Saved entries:
------------------------

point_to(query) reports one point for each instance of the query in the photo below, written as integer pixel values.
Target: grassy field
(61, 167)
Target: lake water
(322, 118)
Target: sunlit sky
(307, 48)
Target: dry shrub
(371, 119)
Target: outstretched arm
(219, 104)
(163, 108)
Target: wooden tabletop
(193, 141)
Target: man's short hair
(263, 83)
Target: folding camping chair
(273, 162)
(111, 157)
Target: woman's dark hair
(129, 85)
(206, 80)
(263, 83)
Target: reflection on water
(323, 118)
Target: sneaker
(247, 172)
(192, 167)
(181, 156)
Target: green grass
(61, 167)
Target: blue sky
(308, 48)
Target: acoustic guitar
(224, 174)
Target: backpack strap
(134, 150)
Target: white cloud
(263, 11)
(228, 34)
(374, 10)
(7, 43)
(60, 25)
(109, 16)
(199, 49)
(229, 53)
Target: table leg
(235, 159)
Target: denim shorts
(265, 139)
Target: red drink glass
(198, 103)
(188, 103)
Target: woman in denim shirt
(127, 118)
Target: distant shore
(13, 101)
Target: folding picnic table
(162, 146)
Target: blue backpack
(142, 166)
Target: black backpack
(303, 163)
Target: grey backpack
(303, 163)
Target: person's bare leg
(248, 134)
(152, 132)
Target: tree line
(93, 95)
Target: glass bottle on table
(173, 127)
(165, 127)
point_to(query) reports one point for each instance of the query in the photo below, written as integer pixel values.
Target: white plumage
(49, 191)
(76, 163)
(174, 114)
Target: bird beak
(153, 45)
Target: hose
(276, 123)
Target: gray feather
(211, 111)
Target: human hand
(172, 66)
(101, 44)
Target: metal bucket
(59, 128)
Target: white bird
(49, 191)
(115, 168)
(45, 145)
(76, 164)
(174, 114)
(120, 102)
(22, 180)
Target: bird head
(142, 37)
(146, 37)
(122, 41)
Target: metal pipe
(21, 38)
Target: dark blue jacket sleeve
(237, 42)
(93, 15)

------------------------

### Exercise
Print each record again. Nothing may be left out.

### Exercise solution
point_to(query) reports one point for each instance of the query in the photo below, written as integer pixel values.
Target: grassy field
(61, 167)
Target: lake water
(322, 118)
Target: sunlit sky
(307, 48)
Target: dry shrub
(371, 119)
Target: outstretched arm
(219, 104)
(163, 108)
Target: wooden tabletop
(193, 141)
Target: man's short hair
(263, 83)
Target: folding camping chair
(273, 162)
(111, 157)
Target: woman's dark hair
(129, 85)
(206, 80)
(263, 83)
Target: reflection on water
(323, 118)
Target: sneaker
(247, 172)
(192, 167)
(181, 156)
Target: green grass
(61, 167)
Target: blue sky
(308, 48)
Target: acoustic guitar
(224, 174)
Target: backpack strap
(134, 150)
Target: white cloud
(263, 11)
(228, 34)
(374, 10)
(7, 43)
(60, 25)
(109, 16)
(199, 49)
(229, 53)
Target: table leg
(235, 159)
Target: denim shorts
(265, 139)
Target: red drink glass
(198, 103)
(188, 103)
Target: woman in denim shirt
(127, 118)
Target: distant shore
(13, 101)
Target: folding picnic table
(162, 146)
Target: blue backpack
(142, 166)
Target: black backpack
(303, 163)
Target: grey backpack
(303, 163)
Target: person's bare leg
(248, 134)
(152, 132)
Target: tree line
(93, 95)
Target: glass bottle on table
(173, 127)
(165, 127)
point_to(query) reports one point for each instance of the query in the photo below, written as integer pixel values.
Target: white plumage
(49, 191)
(76, 163)
(174, 114)
Target: bird beak
(153, 45)
Target: hose
(276, 123)
Target: gray feather
(211, 111)
Target: human hand
(172, 66)
(101, 44)
Target: metal bucket
(59, 128)
Target: white bird
(49, 191)
(115, 168)
(45, 145)
(76, 164)
(174, 114)
(120, 102)
(22, 180)
Target: bird head
(142, 37)
(146, 37)
(122, 41)
Target: metal pipe
(21, 38)
Target: dark blue jacket sleeve
(237, 42)
(93, 15)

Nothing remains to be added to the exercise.